DESCRIPTION OF THE TASK ->
Substitute "orange vest" for "yellow vest" in the lines from the start of the records up to and including the line with "[(66, 112)]". Give only those lines again, with everything else unchanged.

DATASET CONTENT ->
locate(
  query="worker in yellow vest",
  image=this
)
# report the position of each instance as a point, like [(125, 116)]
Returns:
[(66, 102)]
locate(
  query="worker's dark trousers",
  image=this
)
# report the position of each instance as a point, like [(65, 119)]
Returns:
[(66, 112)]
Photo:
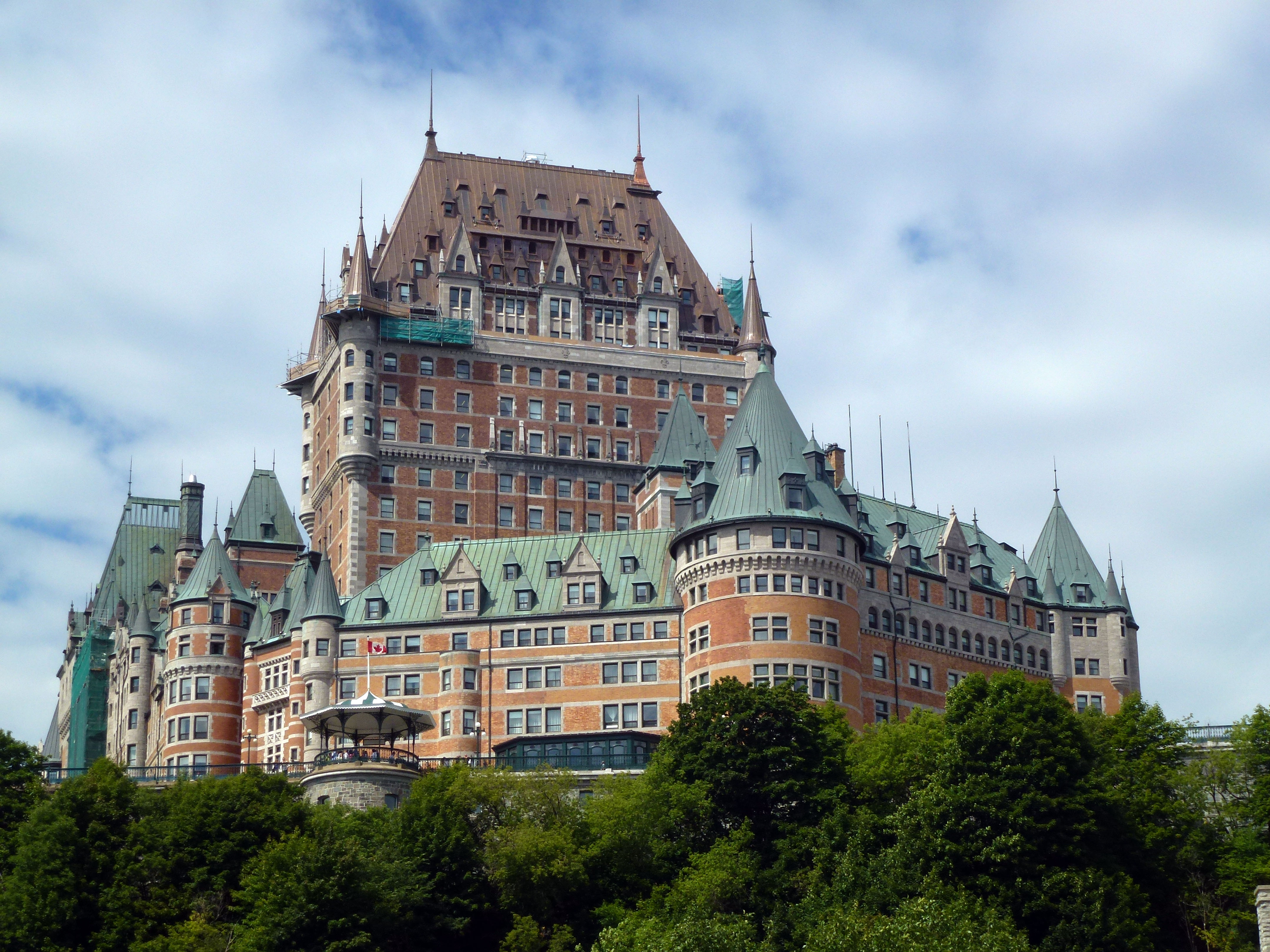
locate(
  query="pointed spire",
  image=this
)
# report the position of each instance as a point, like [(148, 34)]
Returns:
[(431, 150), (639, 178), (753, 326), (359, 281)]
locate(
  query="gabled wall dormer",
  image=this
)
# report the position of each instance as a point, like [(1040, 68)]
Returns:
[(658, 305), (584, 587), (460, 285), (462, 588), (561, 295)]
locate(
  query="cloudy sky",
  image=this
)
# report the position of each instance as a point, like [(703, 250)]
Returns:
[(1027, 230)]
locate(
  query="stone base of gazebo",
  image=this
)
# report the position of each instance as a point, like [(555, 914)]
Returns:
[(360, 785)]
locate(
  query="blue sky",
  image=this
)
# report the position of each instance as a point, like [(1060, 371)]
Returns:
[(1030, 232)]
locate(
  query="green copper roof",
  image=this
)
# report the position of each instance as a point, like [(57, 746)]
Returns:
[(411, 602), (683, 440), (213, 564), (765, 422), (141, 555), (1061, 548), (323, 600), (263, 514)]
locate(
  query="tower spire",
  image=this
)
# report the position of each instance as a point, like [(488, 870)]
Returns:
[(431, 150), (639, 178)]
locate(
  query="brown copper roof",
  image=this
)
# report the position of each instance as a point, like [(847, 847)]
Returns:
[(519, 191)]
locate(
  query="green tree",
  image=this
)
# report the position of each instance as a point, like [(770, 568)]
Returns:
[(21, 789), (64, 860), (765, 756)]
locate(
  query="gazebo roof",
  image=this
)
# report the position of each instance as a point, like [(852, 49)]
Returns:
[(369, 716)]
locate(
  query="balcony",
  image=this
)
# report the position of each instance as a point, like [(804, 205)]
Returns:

RESPONSE BELOW ->
locate(
  query="worker in orange vest",
  image=this
)
# report the position of each instance as a point, like [(125, 116)]
Returns:
[(66, 102)]
locate(
  query="worker's dark trousers",
  image=this
)
# report the position of each instance as a point, like [(65, 119)]
Returns:
[(66, 112)]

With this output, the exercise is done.